### Angezeigter Text

==============================

Painkillers. Irgendwie beschäftigt mich das. Auch der Gedanke, wieviel Hochleistung, nicht nur im Showbiz durch die Unterstützung von mothers little helpers abgeliefert wird. Diese überdimensional strahlenden, kraftvollen Performances, die wir staunend zur Kenntnis nehmen. Die ruhmreichsten Performer hatten die größten Drogenprobleme. Und die ehrgeizigsten. Wahrscheinlich lächeln die Kenner der Materie müde, wenn kolportiert wird, dass Frau Spears nur auf die Bühne geht, wenn sie vorher einen selbstkreierten Cocktail aus Appettitzüglern und Energydrinks intus hat. Die anderen Tabletten hat sie vermutlich schon zum Frühstück genommen. Eine grauenvolle Realität hinter dem Glitzervorhang, denke ich und trinke schwarzen Kaffee. Aber dennoch auch ein reizvoller Gedanke, das einmal auszuprobieren. Irgendetwas davon. Mit einer künstlichen, aber sich gut anfühlenden Heiterkeit aus dem Haus zu gehen. Eine Freude für die Umwelt. Keiner würde es merken. Nur man selbst, später dann. Wenn die Angst zurückkehrt.
Ich habe in jungen Jahren viel herumexperimentiert, aber es handelte sich dabei um bewusstseinserweiternde Drogen, die mich interessierten. Das war sehr spannend. Painkiller waren nicht dabei. Langsam dämmert mir, dass es eine ziemliche Widerstandskraft, Durchhaltevermögen zu zeigen scheint, wenn man ohne Psychopharmaka und Alkoholmissbrauch durchs Leben geht. Und andererseits – diese durchlittenen dunklen Zeiten. Dieser ausgelotete durchlebte Schmerz. Vielleicht hinterlassen zu lange dunkle Zeiten auf einer anderen Ebene ungute Spuren. Eine traurige Prägung. Ja. Daran arbeite ich. An dieser Prägung. Diesen Narben. Dauernd. Die inneren Narben lasern. Herz heilen.

==============================

### Arbeitsauftrag 1
Übersetze den folgenden Satz aus dem Text über Schmerzmittel ins Englische: „Ich habe in jungen Jahren viel herumexperimentiert, aber es handelte sich dabei um bewusstseinserweiternde Drogen, die mich interessierten.“
### Arbeitsauftrag 2
Schreibe die Fortsetzung des Textes über Schmerzmittel, die an seinen letzten Satz anschließt.

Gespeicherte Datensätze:

==============================

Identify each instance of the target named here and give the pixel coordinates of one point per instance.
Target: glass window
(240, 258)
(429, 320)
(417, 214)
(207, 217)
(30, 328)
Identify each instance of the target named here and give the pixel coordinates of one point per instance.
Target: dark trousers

==============================

### Ergebnis der Aufgabe 1
I experimented a lot when I was young, but the drugs that interested me were mind-expanding ones.

### Ergebnis der Aufgabe 2
Das würde ich allerdings sehr gerne ausprobieren.
Ein winziges Bisschen will ich dann doch relativieren: Es gibt Depressionen von einer lähmenden Tiefe, die jede Suche nach Ursachen unmöglich macht – denn die geht ja nur unter Mitwirkung des Erkrankten. Wer sich dann von Medikamenten zur Denk- und Fühlfähigkeit hochschubsen lässt, ist sicher nicht faul oder feig, sondern klug. Und kennt hinterher einige Namen von Psychopharmaka.
Ich bin davon überzeugt, dass es diese ‚traurige Prägung‘, die Du ansprachst, gibt, so wie auch eine Art „Schmerzgedächtnis“. – Vor Selbstversuchen mit Pilzen hätte ich viel zu viel Bedenken. Vorsicht!!!
P.S. Das Thema kommt immer wieder. Ich kann einfach nicht die Finger davon lassen!
P.P.S. Und Bloggen natürlich. Kompensation und Verarbeitung. Jetzt gerade.